As the corona virus rages and infection fears increase plastic consumption is on the rise.
At supermarkets, among the few places allowed to stay open, customers are increasingly using disposable plastic bags amid concerns reusable ones will spread the disease.
In cafes, reusable cups have been banned seeing a return to single use containers. It’s an alarming trend but one that can be balanced by consumers and companies taking a greater responsibility for plastic waste – where it comes from and where it goes.
Now, more than ever, we need to look beyond the “take, make, waste” approach and focus on solutions that have a less damaging impact. Plastic is a necessity and it will continue to be so for some time.
Rising demand from consumers during this crisis alone ensures that and, of course, it has countless benefits for transport, food packaging and health to name a few. The cost of plastic production in terms of environmental impact is huge but much of it can be reversed through the circular economy.
What does this mean? It means tracking production and returning what comes from nature to the production cycle.
The first step for this is tracing each material element from origin, through production to use and then recycling. This last link of the cycle has been missing for some time but technology now exists that enables this to happen.
Technology that can be embedded in all materials without altering the composition that allows it tracked through all its various incarnations.

◇ ◇ ◇ ◇ ◇

Work request 1 - From the plastic consumption article above, extract the passage from "Rising demand from" to "this to happen.", word for word.
Work request 2 - In the plastic consumption article above, what have cafes banned?

◇ ◇ ◇ ◇ ◇

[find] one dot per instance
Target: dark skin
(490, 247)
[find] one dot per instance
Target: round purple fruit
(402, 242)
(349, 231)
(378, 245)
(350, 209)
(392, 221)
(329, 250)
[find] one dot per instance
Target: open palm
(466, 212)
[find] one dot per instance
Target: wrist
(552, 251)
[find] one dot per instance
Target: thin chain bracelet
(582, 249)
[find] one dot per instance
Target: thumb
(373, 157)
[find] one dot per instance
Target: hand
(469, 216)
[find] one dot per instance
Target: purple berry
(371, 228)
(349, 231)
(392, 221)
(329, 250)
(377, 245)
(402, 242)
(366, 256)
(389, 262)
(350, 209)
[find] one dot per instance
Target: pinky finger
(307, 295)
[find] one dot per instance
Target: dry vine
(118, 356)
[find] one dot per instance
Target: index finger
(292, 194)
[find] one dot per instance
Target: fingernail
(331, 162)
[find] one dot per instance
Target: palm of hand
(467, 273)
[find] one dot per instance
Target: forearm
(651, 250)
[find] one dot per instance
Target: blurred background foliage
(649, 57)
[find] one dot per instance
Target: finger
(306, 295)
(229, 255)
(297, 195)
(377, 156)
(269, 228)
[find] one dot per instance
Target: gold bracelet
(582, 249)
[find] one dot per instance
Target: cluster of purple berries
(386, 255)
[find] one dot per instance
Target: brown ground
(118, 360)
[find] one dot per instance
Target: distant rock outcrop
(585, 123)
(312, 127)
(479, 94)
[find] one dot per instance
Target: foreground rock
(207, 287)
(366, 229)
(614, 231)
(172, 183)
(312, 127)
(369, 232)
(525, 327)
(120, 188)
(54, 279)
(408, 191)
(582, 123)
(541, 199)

◇ ◇ ◇ ◇ ◇

Answer box 1 -
Rising demand from consumers during this crisis alone ensures that and, of course, it has countless benefits for transport, food packaging and health to name a few. The cost of plastic production in terms of environmental impact is huge but much of it can be reversed through the circular economy.
What does this mean? It means tracking production and returning what comes from nature to the production cycle.
The first step for this is tracing each material element from origin, through production to use and then recycling. This last link of the cycle has been missing for some time but technology now exists that enables this to happen.

Answer box 2 - Reusable cups.